**Work task**
Would you copy out only the lines from the one with "cloud layer?" to the end of the records, exactly as they stand?

**Data records**
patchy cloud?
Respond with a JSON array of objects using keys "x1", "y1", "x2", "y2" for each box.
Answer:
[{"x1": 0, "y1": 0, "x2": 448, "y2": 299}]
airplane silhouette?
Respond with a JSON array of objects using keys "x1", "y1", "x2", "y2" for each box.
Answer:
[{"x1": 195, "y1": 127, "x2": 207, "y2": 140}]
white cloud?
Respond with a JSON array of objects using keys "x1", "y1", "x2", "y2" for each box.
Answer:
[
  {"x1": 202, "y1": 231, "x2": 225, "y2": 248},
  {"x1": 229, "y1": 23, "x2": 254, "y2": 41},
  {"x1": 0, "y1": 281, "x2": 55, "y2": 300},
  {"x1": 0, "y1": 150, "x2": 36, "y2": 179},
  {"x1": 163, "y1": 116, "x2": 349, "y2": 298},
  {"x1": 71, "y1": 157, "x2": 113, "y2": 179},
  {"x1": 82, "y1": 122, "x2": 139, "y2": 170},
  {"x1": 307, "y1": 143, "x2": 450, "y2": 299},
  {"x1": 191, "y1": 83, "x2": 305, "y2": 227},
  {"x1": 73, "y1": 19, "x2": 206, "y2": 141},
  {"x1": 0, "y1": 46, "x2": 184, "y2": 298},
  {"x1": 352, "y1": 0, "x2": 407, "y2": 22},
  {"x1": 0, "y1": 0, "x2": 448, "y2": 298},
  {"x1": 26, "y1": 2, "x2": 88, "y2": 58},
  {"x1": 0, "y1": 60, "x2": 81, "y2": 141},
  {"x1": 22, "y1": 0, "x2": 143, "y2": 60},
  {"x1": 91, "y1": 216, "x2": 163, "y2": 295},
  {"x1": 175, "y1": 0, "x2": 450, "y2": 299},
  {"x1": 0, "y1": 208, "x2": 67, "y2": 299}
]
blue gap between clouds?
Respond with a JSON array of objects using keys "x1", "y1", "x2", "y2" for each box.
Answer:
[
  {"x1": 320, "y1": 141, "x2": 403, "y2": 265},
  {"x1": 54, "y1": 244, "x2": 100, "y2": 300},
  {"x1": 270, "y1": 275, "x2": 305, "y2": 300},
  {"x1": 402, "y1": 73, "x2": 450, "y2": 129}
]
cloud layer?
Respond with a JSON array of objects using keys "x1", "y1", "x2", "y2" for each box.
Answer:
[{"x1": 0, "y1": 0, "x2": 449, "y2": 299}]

**Written response**
cloud layer?
Respond with a JSON array of objects using keys "x1", "y1", "x2", "y2" for each box.
Answer:
[{"x1": 0, "y1": 0, "x2": 449, "y2": 299}]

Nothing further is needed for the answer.